→ WRITTEN PROBLEM A
According to the article on Czech banks, by what percentage did banks raise their combined profits last year?
→ WRITTEN PROBLEM B
Return the passage of the article on Czech banks from "It said defaults" up to and including "percent in 2007.", copied word for word.

── DOCUMENT

Czech c.bank says banks resilient, property hot
PRAGUE, June 10 (Reuters) - The Czech banking sector is not threatened by a U.S.-style mortgage crisis and banks are resilient to the risks they face despite an expected rise in defaults, the central bank said on Tuesday.
"According to stress tests, the financial sector is currently resilient to the market, credit and some specific risks to which it is exposed," the bank said in its annual Financial Stability Report.
"The main risks include a further deepening of the credit crisis in the advanced economies, a more pronounced slowdown in economic growth abroad and a continued very strong exchange rate of the crown," it said.
It said defaults may rise among exporters, mortgage holders and low-income households and there were signs of overheating on the real estate market.
The Czech banking sector is dominated by units of west European banks - KBC's (KBC.BR) Ceskoslovenska Obchodni Banka, Societe Generale's (SOGN.PA) Komercni Banka (BKOMsp.PR), Erste Bank's (ERST.VI) Ceska Sporitelna are the biggest players.
Banks raised combined profits by 24 percent last year to 47.2 billion crowns ($2.99 billion) on growing lending in the central European economy, whose gross domestic product rose by 6.6 percent in 2007.
This year, a GDP slowdown to 4-5 percent is expected due to lower household demand and weaker growth in the euro zone.
Fast price growth on the real estate market pointed to overheating, it said.

────
── DATASET

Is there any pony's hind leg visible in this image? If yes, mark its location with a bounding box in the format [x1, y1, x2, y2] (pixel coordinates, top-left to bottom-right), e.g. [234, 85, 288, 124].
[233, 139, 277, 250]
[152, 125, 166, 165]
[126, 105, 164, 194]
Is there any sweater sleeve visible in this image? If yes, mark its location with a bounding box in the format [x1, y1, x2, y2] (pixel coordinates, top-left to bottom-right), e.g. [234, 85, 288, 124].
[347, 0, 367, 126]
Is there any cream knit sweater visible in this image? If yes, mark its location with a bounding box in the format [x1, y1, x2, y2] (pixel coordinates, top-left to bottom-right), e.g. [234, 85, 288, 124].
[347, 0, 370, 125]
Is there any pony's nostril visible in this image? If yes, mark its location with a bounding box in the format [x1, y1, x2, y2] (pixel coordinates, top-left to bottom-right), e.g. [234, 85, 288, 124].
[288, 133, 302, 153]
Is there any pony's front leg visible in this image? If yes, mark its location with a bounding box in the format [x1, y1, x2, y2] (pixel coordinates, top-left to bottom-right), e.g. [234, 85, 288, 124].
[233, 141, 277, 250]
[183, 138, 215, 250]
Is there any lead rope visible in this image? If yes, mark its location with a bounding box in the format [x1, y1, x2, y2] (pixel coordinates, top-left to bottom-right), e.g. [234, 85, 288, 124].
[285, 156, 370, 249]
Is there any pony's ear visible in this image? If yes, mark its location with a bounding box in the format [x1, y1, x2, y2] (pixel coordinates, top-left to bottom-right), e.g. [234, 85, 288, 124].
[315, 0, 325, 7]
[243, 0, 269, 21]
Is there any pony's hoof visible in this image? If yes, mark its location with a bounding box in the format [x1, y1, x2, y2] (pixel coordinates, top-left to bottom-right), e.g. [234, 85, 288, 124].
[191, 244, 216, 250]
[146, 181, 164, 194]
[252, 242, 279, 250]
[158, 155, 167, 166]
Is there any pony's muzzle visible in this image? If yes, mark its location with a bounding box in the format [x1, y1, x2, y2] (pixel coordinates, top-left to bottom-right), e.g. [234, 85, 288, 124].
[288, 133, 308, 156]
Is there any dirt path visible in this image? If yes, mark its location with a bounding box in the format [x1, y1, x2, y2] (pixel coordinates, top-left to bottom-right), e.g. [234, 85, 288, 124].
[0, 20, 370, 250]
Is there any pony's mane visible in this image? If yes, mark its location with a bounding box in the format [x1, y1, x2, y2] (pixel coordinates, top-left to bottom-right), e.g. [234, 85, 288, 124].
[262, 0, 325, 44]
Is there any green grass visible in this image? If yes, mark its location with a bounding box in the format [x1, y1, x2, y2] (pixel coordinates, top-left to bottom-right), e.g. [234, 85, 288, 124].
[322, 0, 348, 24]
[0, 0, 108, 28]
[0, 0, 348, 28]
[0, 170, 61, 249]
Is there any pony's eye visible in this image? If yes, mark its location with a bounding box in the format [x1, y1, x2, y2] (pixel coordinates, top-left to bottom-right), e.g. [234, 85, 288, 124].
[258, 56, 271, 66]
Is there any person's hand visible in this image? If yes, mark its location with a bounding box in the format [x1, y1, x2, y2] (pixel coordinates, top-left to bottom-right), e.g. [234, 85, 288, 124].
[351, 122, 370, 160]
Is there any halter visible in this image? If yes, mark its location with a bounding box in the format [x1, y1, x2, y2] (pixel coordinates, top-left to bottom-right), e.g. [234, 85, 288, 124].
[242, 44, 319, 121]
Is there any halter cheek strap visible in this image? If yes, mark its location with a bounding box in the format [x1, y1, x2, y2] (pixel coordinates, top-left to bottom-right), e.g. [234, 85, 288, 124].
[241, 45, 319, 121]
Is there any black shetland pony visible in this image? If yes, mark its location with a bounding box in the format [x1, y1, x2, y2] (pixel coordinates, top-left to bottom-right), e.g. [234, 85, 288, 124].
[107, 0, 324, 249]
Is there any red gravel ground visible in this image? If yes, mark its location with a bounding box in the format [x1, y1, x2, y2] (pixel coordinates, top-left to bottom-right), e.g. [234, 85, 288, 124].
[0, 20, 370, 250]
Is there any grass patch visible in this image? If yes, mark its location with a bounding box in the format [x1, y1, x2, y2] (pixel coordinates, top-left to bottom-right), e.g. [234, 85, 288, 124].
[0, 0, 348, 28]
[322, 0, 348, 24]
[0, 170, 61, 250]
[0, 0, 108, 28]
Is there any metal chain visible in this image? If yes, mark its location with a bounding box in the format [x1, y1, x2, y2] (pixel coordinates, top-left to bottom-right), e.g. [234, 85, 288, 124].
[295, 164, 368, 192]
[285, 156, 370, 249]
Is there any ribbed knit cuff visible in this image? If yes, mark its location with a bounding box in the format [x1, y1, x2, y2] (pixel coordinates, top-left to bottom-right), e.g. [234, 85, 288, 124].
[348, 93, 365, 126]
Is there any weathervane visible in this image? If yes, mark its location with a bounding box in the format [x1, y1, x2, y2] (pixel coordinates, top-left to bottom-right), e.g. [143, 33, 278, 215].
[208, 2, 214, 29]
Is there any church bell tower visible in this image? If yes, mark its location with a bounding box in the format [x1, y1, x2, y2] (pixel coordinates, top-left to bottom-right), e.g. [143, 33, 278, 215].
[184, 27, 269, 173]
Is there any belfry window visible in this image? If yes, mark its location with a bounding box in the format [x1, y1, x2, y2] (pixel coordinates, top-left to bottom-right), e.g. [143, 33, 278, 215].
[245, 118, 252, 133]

────

→ FINAL ANSWER A
By 24 percent, to 47.2 billion crowns.

→ FINAL ANSWER B
It said defaults may rise among exporters, mortgage holders and low-income households and there were signs of overheating on the real estate market.
The Czech banking sector is dominated by units of west European banks - KBC's (KBC.BR) Ceskoslovenska Obchodni Banka, Societe Generale's (SOGN.PA) Komercni Banka (BKOMsp.PR), Erste Bank's (ERST.VI) Ceska Sporitelna are the biggest players.
Banks raised combined profits by 24 percent last year to 47.2 billion crowns ($2.99 billion) on growing lending in the central European economy, whose gross domestic product rose by 6.6 percent in 2007.